本文:

%%

澤田さんが人生の大半を捧げたMACFARMは、やはりブルネイの高温多湿すぎる気候には勝てず、閉鎖になりました。それでも澤田さんの人脈を重んじる三菱商事は澤田さんを離さず、ごく最近になってようやく澤田さんは日本に帰ってきました。しかし、しょっちゅうブルネイには出かけているし、ブルネイには澤田二世が定住して、今年の夏王族のお嬢さんと結婚するそうです。
そしてこのような系譜を継ぐ4番目の人は少し前までベトナムのJICA事務所長を務めておられた築野元則さんです。築野さんは、和歌山が誇るこめ油の総合メーカー築野食品の経営者一家の出身ですが、ベトナムから戻ってから大阪事務所長を勤めておられましたので、和歌山以外の経済界の方にもおなじみであったのではないかと思います。森永さんがトルコのオザル首相の親友であったように、築野さんはベトナムの政府のナンバー2のサン国家主席と大変親しく、大いに信頼されていました。

%%

やること:
1 – 本文のうち、「澤田さんが人生の大半を捧げた」を含む語句で始まり「と大変親しく、大いに信頼されていました。」で終わる部分を、一字一句変えずに書き写してください。
2 – 下のエントリの、「blue sky is?」を含む行から最後までの部分を書き直す。その範囲の「street sign」を「traffic sign」に置き換え、ほかは一切変えずに、その範囲だけを示すこと。

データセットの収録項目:
%%

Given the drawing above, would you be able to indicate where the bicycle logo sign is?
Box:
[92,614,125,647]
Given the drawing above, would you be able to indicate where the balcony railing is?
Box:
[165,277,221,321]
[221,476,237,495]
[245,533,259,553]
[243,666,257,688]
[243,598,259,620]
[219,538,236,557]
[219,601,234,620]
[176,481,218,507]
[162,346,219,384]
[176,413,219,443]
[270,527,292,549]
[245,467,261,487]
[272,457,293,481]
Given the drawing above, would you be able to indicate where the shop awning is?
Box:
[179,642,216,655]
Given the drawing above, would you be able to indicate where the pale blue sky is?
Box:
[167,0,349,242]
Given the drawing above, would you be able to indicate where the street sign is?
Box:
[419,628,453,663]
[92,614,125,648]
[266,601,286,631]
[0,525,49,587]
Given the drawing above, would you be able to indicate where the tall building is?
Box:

%%

出力:
1 –
澤田さんが人生の大半を捧げたMACFARMは、やはりブルネイの高温多湿すぎる気候には勝てず、閉鎖になりました。それでも澤田さんの人脈を重んじる三菱商事は澤田さんを離さず、ごく最近になってようやく澤田さんは日本に帰ってきました。しかし、しょっちゅうブルネイには出かけているし、ブルネイには澤田二世が定住して、今年の夏王族のお嬢さんと結婚するそうです。
そしてこのような系譜を継ぐ4番目の人は少し前までベトナムのJICA事務所長を務めておられた築野元則さんです。築野さんは、和歌山が誇るこめ油の総合メーカー築野食品の経営者一家の出身ですが、ベトナムから戻ってから大阪事務所長を勤めておられましたので、和歌山以外の経済界の方にもおなじみであったのではないかと思います。森永さんがトルコのオザル首相の親友であったように、築野さんはベトナムの政府のナンバー2のサン国家主席と大変親しく、大いに信頼されていました。

2 –
Given the drawing above, would you be able to indicate where the pale blue sky is?
Box:
[167,0,349,242]
Given the drawing above, would you be able to indicate where the traffic sign is?
Box:
[419,628,453,663]
[92,614,125,648]
[266,601,286,631]
[0,525,49,587]
Given the drawing above, would you be able to indicate where the tall building is?
Box:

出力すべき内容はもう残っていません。